══ TEXT PASSAGE

MITRE introduced the Adversarial Tactics, Techniques, and Common Knowledge (ATT&CK) in 2013 as a central knowledge base for adversary behaviour. It is based on real observations of cyber security incidents and maps the tactics, techniques and procedures (TTPs) to its knowledge base. The framework categorizes its information in tactics, techniques, mitigations, groups and software.

Tactics can be seen as the phases of an attack, each phase has a certain goal which the adversary tries to reach. Each tactic has certain techniques that represent how to achieve these goals. For every technique there are mitigations detailing how to protect the organisation. Adversaries use different types of software which are also represented in the framework. All of this information can be linked to groups, that are sets of related intrusion activity tracked by a common name in the security community, also sometimes referred to as campaigns.

The greatest strength of the ATT&CK framework is its focus on threat behaviours rather than indicators. Why is this important? While it is trivial for an Activity Group to change IP addresses, domain names, file hash values and network artefacts, it is extremely difficult  to change the tactics, techniques and procedures (TTPs) or behaviours behind attacks. Changing TTPs requires investment in new technology and resources, which is considerably more expensive and time-consuming than something as simple as acquiring a new domain name. By focusing on threat behaviours, defenders are able to create detections with a high confidence rating and increased longevity.

Until the beginning of this year the ATT&CK matrices did not focus on the ICS world.

 

Why ATT&CK for Industrial Control Systems - ICS?

The last several years have seen an increase in the awareness of threats to operational technology (OT) environments, however it is one thing to be aware of the vulnerabilities of ICS networks and another to actually protect ICS networks against those threats. ICS networks are comprised of unmanaged, often-unpatched devices, that cannot be protected using the same security strategies as the traditional IT environment. Because of the unique nature of these devices, the methods that attackers use to compromise them are often very different from the more well-known methods used to compromise IT systems. This means that ICS networks security cannot simply fall under the jurisdiction of IT security. They provide two completely different challenges, that require significantly different approaches.

 

ATT&CK for ICS was created out of a need to better understand, concentrate, and disseminate knowledge about adversary behaviour in the ICS technology domain. There are several motivations to introduce a separate ATT&CK matrix for ICS:

  • First, adversaries pursue different goals in the ICS domain. The three generally accepted objectives of information security are represented by the Confidentiality, Integrity and Availability (CIA) triad, prioritizing confidentiality ahead of the other two objectives. In ICS security, the priority is on the industrial process, as the whole ICS environment has been built specifically to keep the industrial process alive and running efficiently. This means that availability and integrity become the priority, altering the intended goals of the attackers.

════
══ RECORD SET

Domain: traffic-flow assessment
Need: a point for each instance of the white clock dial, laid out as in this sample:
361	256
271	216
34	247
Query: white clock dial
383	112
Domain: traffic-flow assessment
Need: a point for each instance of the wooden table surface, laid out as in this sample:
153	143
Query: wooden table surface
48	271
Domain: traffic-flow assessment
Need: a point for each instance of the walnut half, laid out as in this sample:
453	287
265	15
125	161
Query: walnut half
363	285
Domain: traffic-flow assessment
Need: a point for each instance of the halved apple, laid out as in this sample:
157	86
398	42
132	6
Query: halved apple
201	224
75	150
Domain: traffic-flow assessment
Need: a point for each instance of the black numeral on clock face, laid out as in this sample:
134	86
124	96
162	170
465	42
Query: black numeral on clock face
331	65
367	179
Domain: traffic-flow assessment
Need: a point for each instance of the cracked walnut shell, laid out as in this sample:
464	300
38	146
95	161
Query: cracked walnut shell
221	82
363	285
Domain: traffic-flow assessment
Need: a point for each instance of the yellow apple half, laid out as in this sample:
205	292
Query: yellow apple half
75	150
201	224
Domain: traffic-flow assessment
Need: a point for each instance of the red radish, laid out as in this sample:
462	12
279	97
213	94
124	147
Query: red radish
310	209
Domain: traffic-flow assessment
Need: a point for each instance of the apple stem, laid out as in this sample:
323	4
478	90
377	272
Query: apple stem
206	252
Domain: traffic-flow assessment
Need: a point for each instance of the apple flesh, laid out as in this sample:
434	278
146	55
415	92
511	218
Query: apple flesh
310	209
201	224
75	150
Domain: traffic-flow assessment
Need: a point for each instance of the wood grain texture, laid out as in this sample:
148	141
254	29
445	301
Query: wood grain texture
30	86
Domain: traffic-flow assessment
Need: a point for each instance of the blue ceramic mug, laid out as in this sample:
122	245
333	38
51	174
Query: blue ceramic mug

════

**WRITTEN INSTRUCTION 1:**
Please copy from the ATT&CK passage, word for word, the part that opens with the words containing "The greatest strength" and closes with "Systems - ICS?".
**WRITTEN INSTRUCTION 2:**
Decide whether each statement agrees with the ATT&CK passage, answering yes or no and quoting the words that settle it: (a) MITRE introduced ATT&CK in 2013. (b) For an Activity Group, changing IP addresses is extremely difficult. (c) In ICS security, confidentiality takes priority.

**TASK RESULT 1:**
The greatest strength of the ATT&CK framework is its focus on threat behaviours rather than indicators. Why is this important? While it is trivial for an Activity Group to change IP addresses, domain names, file hash values and network artefacts, it is extremely difficult  to change the tactics, techniques and procedures (TTPs) or behaviours behind attacks. Changing TTPs requires investment in new technology and resources, which is considerably more expensive and time-consuming than something as simple as acquiring a new domain name. By focusing on threat behaviours, defenders are able to create detections with a high confidence rating and increased longevity.

Until the beginning of this year the ATT&CK matrices did not focus on the ICS world.

 

Why ATT&CK for Industrial Control Systems - ICS?

**TASK RESULT 2:**
(a) Yes: "MITRE introduced the Adversarial Tactics, Techniques, and Common Knowledge (ATT&CK) in 2013"
(b) No: "it is trivial for an Activity Group to change IP addresses"
(c) No: "This means that availability and integrity become the priority"